• Selection:

= = = = =

2 .3. Effective upon the date of execution of this
Agreement by all parties hereto, Buyer shall be deemed to have
disclaimed and waived any and all right or interest in the Burris
Agreement and in the 1989 OPA as each applies to the Property,
and the Buyer shall be relieved and discharged of any further
duty or obligation thereunder.
2 .4 . Each party represents to the other parties that
each party has conducted such investigation of the facts relating
to this Agreement each deems appropriate, and that each has
obtained such legal consultation relating to the matters covered
by this Agreement as each may deem appropriate and are not
relying upon any representations or acknowledgment, whether oral
or in writing, of any other party hereto except as contained
herein.

= = = = =

• Extracted entries:
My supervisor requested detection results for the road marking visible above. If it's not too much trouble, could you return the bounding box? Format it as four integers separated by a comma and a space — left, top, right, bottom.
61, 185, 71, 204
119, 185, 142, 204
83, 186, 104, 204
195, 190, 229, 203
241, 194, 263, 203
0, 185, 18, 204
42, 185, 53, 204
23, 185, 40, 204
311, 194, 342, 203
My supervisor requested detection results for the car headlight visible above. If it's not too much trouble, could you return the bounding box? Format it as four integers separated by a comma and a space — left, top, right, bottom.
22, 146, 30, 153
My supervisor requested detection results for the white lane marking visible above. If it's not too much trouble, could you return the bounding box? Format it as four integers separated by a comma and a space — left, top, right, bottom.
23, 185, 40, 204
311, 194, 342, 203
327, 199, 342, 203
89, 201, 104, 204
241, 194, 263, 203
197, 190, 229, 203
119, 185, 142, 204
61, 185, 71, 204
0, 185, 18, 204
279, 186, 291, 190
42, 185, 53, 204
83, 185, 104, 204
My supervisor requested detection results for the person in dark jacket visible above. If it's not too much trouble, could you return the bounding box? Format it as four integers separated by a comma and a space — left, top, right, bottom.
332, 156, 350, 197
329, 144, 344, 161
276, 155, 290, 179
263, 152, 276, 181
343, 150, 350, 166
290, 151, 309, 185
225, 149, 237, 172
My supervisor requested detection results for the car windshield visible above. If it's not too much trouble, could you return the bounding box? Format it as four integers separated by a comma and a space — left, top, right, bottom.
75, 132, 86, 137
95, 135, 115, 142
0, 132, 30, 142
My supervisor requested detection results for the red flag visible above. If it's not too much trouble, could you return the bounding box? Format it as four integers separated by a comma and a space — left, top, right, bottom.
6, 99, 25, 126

= = = = =

• Written task A: Duplicate the portion of the agreement excerpt starting with "2 .3. Effective" and going on through "or obligation thereunder.".
• Written task B: Render this sentence from the agreement excerpt in Spanish: "Effective upon the date of execution of this Agreement by all parties hereto, Buyer shall be deemed to have disclaimed and waived any and all right or interest in the Burris Agreement and in the 1989 OPA as each applies to the Property, and the Buyer shall be relieved and discharged of any further duty or obligation thereunder."
• Written task C: Resume the agreement excerpt, writing on from its final sentence.

• Written answer A:
2 .3. Effective upon the date of execution of this
Agreement by all parties hereto, Buyer shall be deemed to have
disclaimed and waived any and all right or interest in the Burris
Agreement and in the 1989 OPA as each applies to the Property,
and the Buyer shall be relieved and discharged of any further
duty or obligation thereunder.

• Written answer B: A partir de la fecha de firma del presente Acuerdo por todas las partes del mismo, se considerará que el Comprador ha rechazado y renunciado a todo derecho o interés en el Acuerdo Burris y en la OPA de 1989 en la medida en que cada uno se aplica a la Propiedad, y el Comprador quedará liberado y eximido de cualquier otro deber u obligación en virtud de ellos.

• Written answer C:
2 .5 . The Agency, Seller and Buyer, and each of them, on
their own behalf and on behalf of their respective agents,
transferees, representatives and successors in interest of each,
hereby irrevocably and unconditionally mutually release and
forever discharge each other and their respective officers,
directors, agents, partners, limited partners, employees,
consultants, successors, assigns and attorneys, and each of them,
and all persons acting by, through, under or in concert with
them, or any of them, from any and all actions, causes of action,
suits, debts, contracts, agreements, obligations, promises,
liabilities, claims, rights, demands, damages, judgments, losses,
costs and expenses, including, without limitation, attorneys'
fees, of any nature whatsoever, known or unknown, suspected or
unsuspected, fixed or contingent, which they now own or hold, or
claim to have, own or hold, which arise from, are based upon, or
are in any manner related to the development of the Property
under the OPA and the development of the Property under the
Burris Agreement (collectively, the "Released Claims") . The
parties hereto specifically assume any and all risk related to
the Released Claims .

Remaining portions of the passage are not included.